## Auszug zum Lesen:

________________

Niklaus Scheerer, Gemeinderat Gächlingen (SH)

Partizipative Elemente aktivieren viele zum Mitmachen

Das Programm besteht aus fünf Prozessschritten und basiert auf dem Modell der Weltgesundheitsorganisation (WHO) der altersgerechten Umfelder. Kernstück sind partizipative Ortsbegehungen mit der älteren Bevölkerung.

Programmablauf: in fünf Schritten zu mehr Altersfreundlichkeit

1. Erstes Vernetzungstreffen der teilnehmenden Gemeinden

2. Standortbestimmung (Kennzahlen und Selbsteinschätzung des Entwicklungsstands der kommunalen Alterspolitik in den Dimensionen Steuerung, Ressourcen, Vernetzung und Partizipation)

________________

## Angezeigte Daten:
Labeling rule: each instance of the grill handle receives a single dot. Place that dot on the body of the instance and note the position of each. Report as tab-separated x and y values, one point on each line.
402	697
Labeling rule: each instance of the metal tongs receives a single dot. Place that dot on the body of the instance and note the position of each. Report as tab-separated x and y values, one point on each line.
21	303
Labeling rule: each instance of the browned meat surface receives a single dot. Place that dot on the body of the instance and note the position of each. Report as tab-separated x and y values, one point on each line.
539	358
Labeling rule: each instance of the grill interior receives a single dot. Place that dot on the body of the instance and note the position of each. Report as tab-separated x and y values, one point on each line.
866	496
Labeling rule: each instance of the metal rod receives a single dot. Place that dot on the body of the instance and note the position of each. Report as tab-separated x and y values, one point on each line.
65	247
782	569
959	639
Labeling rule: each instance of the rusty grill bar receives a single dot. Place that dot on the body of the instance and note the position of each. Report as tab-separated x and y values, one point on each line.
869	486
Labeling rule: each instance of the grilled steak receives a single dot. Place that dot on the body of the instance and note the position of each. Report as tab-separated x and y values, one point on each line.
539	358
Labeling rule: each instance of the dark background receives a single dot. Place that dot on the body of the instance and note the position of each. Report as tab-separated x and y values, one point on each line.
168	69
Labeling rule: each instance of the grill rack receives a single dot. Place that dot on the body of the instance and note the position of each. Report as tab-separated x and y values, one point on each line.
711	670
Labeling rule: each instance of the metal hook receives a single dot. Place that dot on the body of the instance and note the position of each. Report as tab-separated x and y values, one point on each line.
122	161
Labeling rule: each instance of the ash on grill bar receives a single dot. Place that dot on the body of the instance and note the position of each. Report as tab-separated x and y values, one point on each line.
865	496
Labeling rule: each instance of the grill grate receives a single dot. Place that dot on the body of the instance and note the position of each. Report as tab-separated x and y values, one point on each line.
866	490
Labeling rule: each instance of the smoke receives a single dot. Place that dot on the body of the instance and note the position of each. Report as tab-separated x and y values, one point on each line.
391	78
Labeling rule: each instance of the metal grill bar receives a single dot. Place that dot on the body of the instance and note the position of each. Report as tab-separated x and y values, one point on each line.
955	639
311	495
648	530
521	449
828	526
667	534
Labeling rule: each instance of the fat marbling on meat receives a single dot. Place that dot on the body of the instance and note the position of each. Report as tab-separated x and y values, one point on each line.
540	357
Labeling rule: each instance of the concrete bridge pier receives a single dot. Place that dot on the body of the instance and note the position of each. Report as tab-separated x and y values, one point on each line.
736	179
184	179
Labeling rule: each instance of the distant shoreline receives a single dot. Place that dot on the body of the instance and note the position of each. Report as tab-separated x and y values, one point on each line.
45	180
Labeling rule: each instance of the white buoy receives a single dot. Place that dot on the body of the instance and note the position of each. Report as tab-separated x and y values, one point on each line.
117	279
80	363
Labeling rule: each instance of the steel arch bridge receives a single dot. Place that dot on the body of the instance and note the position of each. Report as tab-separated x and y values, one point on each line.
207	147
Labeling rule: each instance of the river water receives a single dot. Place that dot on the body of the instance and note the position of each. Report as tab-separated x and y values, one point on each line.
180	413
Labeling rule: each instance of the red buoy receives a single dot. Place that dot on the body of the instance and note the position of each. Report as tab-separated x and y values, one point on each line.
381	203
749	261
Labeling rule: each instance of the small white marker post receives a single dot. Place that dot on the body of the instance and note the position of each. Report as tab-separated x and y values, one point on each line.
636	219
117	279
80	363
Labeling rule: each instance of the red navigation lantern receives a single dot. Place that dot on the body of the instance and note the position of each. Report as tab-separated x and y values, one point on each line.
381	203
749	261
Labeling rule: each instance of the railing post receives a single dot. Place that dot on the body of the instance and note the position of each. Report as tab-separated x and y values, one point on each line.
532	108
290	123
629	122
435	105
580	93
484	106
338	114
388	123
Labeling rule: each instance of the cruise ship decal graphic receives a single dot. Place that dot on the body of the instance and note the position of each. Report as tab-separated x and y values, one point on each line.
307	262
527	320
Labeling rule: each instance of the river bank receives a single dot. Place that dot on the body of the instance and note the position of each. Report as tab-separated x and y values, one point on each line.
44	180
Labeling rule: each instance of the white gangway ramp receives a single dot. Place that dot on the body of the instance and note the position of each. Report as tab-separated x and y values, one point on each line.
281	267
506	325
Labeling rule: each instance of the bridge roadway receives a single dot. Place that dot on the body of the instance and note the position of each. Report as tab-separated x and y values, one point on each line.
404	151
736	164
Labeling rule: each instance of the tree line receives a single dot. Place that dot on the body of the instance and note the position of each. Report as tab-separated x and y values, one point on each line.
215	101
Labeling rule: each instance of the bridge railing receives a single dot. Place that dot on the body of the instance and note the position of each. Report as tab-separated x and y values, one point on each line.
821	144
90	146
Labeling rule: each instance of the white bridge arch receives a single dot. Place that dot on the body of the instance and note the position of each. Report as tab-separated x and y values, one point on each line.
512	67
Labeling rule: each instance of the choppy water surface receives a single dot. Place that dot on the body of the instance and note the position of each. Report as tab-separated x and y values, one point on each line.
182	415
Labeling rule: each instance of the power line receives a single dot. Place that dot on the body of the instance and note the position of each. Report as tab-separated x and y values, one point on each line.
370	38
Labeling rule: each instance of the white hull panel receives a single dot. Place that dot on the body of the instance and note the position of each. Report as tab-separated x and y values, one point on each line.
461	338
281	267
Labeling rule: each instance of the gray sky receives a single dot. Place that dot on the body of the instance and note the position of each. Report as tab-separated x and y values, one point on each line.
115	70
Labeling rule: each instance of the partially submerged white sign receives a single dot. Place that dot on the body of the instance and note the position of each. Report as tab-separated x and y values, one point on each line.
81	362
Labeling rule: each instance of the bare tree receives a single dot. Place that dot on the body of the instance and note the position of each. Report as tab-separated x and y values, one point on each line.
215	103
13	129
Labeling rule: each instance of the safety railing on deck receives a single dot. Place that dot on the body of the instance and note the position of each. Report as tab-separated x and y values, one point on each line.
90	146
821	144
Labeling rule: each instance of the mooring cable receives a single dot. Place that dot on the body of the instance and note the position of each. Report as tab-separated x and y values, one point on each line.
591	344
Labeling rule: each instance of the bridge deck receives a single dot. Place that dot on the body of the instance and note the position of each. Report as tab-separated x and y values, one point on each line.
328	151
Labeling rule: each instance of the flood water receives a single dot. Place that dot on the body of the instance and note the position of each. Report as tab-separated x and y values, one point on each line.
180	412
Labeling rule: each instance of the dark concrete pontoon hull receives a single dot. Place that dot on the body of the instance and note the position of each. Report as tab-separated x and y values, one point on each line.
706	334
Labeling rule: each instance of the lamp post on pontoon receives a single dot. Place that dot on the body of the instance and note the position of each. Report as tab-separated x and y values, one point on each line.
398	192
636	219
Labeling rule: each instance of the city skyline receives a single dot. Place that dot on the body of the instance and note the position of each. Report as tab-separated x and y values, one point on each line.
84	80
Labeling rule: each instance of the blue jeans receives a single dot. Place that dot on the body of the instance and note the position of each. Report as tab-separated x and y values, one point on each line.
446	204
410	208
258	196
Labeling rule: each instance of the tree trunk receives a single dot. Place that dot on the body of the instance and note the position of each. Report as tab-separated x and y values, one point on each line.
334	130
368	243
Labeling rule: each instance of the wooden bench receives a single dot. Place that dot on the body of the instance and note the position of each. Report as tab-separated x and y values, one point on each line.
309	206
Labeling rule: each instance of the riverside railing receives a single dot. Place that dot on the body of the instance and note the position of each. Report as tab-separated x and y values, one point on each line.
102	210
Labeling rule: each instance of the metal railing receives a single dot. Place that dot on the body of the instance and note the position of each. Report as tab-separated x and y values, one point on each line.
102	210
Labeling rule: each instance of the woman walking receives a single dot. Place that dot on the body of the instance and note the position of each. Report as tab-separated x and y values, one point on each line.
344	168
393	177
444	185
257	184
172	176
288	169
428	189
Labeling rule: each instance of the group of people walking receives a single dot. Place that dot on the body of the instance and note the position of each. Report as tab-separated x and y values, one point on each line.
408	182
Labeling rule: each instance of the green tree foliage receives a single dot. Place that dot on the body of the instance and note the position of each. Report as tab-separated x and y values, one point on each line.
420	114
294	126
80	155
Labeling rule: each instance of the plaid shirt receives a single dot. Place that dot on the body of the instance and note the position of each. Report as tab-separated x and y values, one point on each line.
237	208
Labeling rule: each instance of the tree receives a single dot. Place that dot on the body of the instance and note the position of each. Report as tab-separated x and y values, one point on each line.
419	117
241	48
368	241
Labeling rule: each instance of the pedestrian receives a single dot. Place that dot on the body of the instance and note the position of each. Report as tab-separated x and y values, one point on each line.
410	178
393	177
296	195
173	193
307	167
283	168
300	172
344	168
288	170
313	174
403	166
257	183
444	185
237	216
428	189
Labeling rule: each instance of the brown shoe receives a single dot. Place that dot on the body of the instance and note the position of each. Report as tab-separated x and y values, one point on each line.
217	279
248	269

________________

## Arbeitsaufträge:
A) Schreiben Sie aus dem Auszug über altersfreundliche Gemeinden den Abschnitt ab, der bei den Worten mit „2. Standortbestimmung (Kennzahlen“ beginnt und nach „Vernetzung und Partizipation)“ endet.
B) Führen Sie den Auszug über altersfreundliche Gemeinden im Anschluss an seinen letzten Satz weiter.

## Antworten je Aufgabe:
A)
2. Standortbestimmung (Kennzahlen und Selbsteinschätzung des Entwicklungsstands der kommunalen Alterspolitik in den Dimensionen Steuerung, Ressourcen, Vernetzung und Partizipation)

B)
3. Schulung Ortsbegehung und Vernetzung

4. Durchführung Ortsbegehung mit der älteren Bevölkerung

5. Entwicklung Massnahmenkatalog und Präsentation

In einzelnen Gemeinden konnten für diese Ortsbegehung 10 bis 15 Prozent der Bevölkerung über 65 Jahre aktiviert und Interessierte in die Umsetzung der Massnahmenkataloge eingebunden werden. Sie schufen eine Grundlage für die Bildung von nachhaltigen Mitwirkungsgefässen wie Alterskommissionen oder Seniorenräten. Ebenfalls gross war die Beteiligung freiwilliger Helferinnen und von Akteuren aus dem Altersbereich, was die Vernetzung und die Motivation aller Beteiligten weiter förderte. Sibylle Germann, Gemeinderätin aus Merishausen, sagt dazu erfreut: «In unserer Gemeinde hat das Programm viele Menschen bewegt und neue Ideen generiert. Eine Gruppe Freiwilliger ist beispielsweise daran, ein Konzept für die Umnutzung eines leer stehenden Gebäudes zu entwickeln.»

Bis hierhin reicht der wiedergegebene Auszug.